> [WORK TO BE COMPLETED]: Lines of the data that contain the word "meadow" are the ones to copy.

#### DATA SUPPLIED ####

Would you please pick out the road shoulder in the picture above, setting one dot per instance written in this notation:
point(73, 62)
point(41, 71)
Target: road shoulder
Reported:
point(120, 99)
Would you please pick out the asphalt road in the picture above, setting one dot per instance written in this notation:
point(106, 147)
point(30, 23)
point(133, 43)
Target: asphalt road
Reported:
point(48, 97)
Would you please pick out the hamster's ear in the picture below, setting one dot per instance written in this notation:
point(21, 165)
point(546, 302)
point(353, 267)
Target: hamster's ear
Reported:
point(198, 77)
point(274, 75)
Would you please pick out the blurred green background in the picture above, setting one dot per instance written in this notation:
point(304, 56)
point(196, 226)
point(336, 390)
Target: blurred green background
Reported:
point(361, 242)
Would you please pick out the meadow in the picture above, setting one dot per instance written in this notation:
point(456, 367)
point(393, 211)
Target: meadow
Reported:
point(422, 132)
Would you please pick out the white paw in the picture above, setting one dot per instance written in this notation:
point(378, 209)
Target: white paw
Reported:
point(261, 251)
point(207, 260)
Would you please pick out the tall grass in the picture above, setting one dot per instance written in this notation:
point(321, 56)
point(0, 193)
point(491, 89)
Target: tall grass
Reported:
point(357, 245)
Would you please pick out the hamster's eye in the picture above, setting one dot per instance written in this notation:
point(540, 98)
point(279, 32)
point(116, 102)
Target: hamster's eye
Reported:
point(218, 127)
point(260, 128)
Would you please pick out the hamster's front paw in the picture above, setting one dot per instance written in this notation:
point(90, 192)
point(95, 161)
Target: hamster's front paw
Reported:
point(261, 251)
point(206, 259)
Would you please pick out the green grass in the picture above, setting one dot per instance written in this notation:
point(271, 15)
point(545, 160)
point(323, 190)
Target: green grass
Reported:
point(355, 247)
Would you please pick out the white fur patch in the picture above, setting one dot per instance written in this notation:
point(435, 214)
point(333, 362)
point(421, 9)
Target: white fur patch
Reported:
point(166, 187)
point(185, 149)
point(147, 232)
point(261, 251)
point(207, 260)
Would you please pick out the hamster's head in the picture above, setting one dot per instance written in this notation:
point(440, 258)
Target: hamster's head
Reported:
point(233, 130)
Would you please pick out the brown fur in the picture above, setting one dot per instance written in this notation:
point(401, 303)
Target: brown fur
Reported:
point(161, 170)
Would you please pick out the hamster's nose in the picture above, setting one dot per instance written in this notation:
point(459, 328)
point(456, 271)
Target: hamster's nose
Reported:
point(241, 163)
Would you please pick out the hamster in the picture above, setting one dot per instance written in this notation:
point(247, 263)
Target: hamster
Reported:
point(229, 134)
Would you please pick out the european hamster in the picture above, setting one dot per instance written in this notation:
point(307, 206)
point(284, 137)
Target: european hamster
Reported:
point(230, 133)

####

> [WRITTEN ANSWER]:
Would you please pick out the meadow in the picture above, setting one dot per instance written in this notation:
Target: meadow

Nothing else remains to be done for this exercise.